- **抜粋した文章**:

== == ==

色恋営業や注文・支払いの強要に関して、ホスト側が言い逃れできないような法律の文言になっています。
話がずれますが、例えば不同意性交罪に関して被害者側の意見が強すぎると言われたりもしていますが、風営法でも同じようなものを感じます。
そもそも客の同意なしに勝手に遊興や飲食を提供するというのは論外です。
そうではない場合前提ですが、それでも後で「無理やり注文させられた」と言われてしまうのはリスキーです。
そうならないためにも、客の意思で明確にオーダーを受けたという証拠をできる限り残していくことを意識した方がいいかもしれません。
グループで多店舗展開しているところは、例え法人を分けていたとしても、それらの法人が密接関係法人とみなされ、1つの店舗が欠格事由に該当することになれば、全ての店舗の許可が一気にとびます。

== == ==

アノテーション用データセットの項目:
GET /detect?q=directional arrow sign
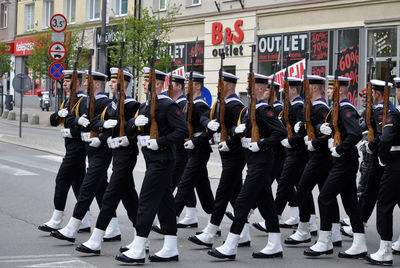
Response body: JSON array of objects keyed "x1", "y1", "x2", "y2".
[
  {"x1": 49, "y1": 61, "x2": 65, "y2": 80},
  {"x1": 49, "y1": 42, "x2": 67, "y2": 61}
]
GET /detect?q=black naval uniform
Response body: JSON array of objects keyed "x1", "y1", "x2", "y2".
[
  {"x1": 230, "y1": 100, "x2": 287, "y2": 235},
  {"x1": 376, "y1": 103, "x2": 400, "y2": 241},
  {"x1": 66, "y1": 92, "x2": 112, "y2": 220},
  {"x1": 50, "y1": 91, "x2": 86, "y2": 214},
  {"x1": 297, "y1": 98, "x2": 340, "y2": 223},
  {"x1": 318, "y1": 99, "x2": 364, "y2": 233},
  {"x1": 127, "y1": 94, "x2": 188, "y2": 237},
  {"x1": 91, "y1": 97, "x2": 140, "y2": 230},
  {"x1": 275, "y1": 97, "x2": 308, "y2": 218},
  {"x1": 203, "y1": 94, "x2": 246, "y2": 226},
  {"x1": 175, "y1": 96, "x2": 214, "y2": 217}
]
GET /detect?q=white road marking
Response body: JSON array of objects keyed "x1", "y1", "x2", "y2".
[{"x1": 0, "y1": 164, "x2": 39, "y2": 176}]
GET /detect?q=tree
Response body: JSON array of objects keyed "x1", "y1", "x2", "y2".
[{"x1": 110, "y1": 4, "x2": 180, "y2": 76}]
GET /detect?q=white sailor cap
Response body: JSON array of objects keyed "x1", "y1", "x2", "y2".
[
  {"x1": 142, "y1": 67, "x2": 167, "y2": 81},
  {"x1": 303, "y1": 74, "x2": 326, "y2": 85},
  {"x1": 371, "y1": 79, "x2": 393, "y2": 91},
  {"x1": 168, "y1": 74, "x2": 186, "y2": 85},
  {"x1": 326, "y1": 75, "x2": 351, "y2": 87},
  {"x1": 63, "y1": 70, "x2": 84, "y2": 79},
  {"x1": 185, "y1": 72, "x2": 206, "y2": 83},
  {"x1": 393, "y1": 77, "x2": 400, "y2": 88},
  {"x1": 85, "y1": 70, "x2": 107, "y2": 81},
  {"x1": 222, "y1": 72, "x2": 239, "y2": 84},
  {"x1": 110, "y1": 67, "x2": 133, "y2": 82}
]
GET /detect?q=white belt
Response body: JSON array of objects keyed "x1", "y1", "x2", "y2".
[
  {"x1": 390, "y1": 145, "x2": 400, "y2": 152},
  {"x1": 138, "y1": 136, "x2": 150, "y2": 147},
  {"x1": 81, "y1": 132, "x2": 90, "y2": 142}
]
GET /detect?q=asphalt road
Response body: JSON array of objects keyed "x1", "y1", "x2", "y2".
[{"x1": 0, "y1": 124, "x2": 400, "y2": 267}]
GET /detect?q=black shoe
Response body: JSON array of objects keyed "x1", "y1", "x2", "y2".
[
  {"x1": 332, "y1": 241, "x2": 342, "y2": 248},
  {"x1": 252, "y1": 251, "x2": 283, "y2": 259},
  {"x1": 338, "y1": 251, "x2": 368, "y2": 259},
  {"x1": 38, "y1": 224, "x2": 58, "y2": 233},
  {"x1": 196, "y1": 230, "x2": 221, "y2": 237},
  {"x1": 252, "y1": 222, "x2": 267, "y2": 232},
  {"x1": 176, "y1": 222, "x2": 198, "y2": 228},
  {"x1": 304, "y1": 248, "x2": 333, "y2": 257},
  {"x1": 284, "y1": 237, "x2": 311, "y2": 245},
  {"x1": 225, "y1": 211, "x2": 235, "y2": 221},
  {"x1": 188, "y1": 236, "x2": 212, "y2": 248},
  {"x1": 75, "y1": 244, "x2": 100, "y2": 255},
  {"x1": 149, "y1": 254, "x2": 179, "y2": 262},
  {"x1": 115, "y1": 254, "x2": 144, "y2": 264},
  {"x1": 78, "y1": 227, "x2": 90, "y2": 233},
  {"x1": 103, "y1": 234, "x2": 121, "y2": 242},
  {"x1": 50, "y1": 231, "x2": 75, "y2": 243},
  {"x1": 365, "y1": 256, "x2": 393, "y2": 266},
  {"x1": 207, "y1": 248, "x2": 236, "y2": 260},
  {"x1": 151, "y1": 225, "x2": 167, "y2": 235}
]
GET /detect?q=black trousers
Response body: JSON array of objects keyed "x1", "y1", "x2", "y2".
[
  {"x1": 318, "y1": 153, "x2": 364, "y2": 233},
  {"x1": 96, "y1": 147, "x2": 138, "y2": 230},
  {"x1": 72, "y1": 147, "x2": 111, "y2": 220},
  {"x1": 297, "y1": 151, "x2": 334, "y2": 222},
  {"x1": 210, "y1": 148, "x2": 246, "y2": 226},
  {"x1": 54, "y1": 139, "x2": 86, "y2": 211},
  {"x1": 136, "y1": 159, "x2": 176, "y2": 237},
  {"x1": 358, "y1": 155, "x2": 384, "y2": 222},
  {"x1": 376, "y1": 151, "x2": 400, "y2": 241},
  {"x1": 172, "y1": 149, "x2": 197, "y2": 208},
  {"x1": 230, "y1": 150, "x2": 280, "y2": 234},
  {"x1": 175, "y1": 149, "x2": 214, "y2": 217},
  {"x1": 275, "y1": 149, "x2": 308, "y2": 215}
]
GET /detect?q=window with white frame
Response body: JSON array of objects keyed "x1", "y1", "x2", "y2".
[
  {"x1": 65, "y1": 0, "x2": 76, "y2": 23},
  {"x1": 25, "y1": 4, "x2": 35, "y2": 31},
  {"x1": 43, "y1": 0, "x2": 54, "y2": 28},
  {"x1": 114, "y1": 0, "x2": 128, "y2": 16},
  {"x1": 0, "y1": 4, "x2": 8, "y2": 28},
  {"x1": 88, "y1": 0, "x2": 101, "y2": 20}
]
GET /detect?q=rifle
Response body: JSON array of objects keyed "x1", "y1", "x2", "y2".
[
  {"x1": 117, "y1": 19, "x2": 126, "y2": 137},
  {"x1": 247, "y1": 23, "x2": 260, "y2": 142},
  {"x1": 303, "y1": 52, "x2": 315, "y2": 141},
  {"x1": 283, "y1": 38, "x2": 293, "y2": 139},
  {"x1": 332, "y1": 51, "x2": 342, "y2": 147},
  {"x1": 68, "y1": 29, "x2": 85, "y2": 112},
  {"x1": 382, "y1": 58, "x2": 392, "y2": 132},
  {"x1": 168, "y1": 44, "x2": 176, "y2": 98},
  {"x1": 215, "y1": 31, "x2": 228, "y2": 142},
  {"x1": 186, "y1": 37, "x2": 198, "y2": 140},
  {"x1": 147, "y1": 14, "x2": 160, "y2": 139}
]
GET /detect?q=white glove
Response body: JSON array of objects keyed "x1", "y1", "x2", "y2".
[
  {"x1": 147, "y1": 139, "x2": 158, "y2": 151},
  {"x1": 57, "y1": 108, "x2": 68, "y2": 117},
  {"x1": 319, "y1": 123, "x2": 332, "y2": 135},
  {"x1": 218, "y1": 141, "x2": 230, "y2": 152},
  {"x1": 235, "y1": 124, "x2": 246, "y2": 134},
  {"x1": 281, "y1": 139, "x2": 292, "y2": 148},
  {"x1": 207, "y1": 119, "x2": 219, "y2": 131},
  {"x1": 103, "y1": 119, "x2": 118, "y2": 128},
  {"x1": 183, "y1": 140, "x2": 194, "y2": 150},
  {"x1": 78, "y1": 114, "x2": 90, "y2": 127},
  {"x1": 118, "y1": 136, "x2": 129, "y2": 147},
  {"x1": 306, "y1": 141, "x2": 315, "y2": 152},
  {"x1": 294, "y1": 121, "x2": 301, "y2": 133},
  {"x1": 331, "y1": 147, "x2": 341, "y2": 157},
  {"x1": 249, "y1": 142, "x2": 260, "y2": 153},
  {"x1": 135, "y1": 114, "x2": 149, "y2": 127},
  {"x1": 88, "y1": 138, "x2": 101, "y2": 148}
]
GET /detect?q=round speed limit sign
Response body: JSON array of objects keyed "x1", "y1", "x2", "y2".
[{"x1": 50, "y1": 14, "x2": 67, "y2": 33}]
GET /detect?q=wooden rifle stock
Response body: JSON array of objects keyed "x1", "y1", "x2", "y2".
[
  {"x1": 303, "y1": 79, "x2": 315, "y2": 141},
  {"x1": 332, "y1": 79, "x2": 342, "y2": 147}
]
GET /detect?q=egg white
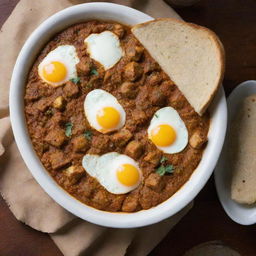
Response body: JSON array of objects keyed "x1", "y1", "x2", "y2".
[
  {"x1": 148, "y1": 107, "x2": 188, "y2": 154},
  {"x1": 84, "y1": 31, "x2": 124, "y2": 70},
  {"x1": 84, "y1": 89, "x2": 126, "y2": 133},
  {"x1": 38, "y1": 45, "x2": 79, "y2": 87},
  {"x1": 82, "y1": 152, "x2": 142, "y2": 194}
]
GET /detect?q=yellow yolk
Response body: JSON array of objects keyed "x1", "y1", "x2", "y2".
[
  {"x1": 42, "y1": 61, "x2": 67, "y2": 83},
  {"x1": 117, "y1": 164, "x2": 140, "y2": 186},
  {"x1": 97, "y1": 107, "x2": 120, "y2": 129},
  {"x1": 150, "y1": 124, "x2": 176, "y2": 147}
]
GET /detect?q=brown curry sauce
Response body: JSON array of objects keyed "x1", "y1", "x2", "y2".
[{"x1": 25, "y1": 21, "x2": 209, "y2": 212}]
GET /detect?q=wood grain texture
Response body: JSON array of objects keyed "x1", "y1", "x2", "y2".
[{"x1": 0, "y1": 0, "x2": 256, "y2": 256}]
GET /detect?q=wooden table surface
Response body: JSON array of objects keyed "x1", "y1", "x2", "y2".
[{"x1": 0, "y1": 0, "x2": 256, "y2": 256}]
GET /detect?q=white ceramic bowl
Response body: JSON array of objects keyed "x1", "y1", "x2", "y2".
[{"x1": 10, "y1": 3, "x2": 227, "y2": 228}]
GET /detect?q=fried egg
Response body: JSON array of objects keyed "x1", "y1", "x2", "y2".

== == ==

- **作業の指示**: 風営法についての文章では、グループで多店舗展開しているところの1つの店舗が欠格事由に該当すると、どうなると書かれていますか。 これらの行は、この作業とは関係ありません。

- **回答**: 全ての店舗の許可が一気にとびます。